▶ _Exercise task_
In the material below, repeat only the lines from the one that holds "Where can the eyebrow" through the final line, exactly as they stand.

(Dataset excerpt)
☆ ☆ ☆ ☆

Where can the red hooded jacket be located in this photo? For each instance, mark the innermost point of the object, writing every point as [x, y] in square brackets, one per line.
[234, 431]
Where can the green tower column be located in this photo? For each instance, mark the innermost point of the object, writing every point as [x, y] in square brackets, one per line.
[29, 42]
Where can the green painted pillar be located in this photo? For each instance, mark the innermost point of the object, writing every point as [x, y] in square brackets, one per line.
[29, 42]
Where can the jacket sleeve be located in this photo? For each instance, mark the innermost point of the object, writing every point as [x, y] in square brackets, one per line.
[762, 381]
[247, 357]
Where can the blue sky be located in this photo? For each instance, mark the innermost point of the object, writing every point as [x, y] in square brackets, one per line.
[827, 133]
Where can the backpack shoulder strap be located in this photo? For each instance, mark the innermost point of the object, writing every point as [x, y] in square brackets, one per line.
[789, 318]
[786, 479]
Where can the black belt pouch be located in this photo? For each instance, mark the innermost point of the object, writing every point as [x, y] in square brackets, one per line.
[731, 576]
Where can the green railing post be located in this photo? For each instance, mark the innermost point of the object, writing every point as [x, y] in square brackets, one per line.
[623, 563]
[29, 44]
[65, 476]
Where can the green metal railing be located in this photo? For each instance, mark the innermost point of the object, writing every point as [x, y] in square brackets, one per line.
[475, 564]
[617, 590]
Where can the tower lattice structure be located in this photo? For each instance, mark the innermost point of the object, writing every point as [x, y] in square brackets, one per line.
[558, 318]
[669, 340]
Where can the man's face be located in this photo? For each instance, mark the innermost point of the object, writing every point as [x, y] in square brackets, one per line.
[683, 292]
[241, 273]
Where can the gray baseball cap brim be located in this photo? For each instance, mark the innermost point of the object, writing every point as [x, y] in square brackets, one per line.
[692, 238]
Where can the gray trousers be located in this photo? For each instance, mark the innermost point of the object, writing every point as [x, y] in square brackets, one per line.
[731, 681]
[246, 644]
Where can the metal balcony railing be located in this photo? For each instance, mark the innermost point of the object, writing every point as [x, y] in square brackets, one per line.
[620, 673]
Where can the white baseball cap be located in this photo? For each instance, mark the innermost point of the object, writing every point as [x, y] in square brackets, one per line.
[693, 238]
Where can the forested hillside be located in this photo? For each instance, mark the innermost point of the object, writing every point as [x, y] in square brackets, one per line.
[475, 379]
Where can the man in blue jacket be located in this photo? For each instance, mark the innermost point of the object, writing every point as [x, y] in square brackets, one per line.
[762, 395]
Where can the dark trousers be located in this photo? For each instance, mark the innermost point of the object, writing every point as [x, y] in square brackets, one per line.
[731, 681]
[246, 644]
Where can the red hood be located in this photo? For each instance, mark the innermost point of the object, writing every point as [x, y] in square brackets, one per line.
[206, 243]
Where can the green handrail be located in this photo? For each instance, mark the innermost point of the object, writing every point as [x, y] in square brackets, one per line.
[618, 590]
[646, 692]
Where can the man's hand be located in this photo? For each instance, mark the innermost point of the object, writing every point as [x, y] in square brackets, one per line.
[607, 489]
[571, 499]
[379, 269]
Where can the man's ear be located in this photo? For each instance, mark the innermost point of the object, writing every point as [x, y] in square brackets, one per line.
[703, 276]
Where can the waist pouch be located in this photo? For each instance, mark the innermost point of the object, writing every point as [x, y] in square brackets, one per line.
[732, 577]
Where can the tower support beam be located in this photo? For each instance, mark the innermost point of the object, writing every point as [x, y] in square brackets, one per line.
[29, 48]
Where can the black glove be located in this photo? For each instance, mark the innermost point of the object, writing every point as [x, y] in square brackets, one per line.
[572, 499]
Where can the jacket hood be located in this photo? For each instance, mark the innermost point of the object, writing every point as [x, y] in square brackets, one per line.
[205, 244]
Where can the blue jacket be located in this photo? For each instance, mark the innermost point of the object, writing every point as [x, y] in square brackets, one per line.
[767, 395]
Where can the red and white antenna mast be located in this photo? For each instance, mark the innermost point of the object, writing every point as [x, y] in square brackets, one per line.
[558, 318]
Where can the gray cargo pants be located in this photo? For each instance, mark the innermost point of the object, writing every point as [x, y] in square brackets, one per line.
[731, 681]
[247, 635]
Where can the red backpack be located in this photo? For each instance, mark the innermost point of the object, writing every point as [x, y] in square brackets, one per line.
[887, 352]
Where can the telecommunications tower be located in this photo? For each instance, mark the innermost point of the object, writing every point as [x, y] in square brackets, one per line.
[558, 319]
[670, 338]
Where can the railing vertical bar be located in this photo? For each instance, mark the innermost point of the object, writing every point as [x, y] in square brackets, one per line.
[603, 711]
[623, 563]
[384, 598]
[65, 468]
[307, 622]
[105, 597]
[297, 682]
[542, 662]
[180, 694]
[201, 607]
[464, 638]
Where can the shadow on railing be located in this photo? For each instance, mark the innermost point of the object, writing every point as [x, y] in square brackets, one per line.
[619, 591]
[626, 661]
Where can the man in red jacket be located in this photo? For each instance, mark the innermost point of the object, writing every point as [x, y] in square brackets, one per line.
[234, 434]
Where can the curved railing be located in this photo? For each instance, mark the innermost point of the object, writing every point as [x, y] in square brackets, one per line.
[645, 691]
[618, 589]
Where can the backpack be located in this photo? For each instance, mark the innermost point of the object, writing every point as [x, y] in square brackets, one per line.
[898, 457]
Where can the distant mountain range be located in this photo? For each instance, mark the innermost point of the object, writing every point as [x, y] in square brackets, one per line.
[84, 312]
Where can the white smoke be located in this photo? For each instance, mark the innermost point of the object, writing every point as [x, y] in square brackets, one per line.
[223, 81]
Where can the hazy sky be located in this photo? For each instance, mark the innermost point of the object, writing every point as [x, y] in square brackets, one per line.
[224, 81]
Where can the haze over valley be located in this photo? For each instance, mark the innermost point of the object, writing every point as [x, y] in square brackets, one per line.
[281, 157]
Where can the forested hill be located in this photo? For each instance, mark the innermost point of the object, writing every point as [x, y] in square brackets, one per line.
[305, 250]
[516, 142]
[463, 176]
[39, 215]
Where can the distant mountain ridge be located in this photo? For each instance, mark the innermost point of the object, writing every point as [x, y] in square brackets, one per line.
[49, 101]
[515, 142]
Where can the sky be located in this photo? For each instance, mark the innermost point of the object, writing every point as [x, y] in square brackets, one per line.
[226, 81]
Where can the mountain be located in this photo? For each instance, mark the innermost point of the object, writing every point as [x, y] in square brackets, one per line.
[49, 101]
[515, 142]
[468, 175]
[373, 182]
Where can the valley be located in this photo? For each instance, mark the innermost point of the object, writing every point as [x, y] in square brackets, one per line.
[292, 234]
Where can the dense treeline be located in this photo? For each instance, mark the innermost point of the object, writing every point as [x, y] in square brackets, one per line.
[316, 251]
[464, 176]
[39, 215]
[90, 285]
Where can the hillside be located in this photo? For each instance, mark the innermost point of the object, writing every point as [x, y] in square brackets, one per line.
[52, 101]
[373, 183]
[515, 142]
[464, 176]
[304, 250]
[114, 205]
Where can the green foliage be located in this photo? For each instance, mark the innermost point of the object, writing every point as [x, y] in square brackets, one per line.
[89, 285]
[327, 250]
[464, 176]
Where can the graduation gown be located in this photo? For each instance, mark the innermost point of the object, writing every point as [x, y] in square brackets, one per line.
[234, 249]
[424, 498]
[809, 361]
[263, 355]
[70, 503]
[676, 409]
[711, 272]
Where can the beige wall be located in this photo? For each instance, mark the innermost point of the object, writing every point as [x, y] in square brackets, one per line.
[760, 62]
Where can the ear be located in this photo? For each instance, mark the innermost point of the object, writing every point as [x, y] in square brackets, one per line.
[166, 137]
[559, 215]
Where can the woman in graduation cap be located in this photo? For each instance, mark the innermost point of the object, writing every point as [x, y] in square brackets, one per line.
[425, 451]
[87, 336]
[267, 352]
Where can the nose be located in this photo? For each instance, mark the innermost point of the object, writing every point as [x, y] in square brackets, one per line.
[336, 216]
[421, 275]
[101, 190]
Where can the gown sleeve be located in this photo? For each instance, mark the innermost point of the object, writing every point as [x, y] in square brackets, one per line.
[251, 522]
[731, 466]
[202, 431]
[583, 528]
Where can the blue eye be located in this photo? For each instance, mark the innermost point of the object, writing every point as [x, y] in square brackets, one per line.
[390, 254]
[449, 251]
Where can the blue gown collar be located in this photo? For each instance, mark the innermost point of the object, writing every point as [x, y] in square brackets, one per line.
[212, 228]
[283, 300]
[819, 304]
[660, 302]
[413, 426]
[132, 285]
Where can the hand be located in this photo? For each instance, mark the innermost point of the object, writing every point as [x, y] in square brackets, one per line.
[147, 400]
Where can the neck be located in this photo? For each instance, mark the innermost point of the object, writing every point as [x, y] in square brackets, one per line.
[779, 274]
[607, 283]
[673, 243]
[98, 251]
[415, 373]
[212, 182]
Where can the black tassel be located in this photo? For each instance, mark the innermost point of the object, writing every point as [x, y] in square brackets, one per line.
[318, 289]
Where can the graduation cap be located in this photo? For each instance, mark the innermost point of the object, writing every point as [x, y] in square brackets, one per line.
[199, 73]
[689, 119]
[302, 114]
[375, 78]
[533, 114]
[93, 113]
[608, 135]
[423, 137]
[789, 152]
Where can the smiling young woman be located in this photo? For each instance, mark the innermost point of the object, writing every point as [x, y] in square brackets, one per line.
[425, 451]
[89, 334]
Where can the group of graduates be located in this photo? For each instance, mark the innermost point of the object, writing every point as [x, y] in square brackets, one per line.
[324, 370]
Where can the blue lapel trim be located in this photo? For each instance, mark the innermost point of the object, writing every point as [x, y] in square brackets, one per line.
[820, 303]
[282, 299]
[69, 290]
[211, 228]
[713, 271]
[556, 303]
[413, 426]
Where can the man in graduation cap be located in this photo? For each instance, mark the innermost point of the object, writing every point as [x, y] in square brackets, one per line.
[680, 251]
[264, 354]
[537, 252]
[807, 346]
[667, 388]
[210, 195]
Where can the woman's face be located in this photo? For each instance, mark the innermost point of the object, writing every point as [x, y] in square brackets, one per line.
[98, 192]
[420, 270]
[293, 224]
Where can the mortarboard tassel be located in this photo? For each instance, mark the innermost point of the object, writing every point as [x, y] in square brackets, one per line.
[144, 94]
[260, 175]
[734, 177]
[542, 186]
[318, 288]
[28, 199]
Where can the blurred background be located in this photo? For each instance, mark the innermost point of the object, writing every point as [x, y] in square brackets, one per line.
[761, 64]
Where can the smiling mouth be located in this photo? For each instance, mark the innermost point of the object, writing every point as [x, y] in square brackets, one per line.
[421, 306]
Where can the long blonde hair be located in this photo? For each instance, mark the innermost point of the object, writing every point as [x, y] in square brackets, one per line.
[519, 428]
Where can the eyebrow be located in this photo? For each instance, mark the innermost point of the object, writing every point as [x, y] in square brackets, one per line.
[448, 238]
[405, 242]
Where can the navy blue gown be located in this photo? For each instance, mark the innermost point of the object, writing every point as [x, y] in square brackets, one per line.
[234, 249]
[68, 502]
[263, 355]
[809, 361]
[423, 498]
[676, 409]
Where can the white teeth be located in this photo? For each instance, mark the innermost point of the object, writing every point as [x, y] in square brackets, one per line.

☆ ☆ ☆ ☆

▶ _Reply to the exercise_
Where can the eyebrow be located in this photo? For each instance, mark the innermost point of the object, writing every point as [x, y] in square brackets, one per line.
[448, 238]
[405, 242]
Where can the navy blue gown be located in this photo? For each instance, mark the innermost point of the object, writing every point as [x, y] in square brackets, one per line.
[234, 249]
[68, 502]
[263, 355]
[809, 361]
[423, 498]
[676, 409]
Where can the white teeth be located in this photo? For each instance, mark the innermost point of the object, writing every point as [x, y] in square brackets, one per line.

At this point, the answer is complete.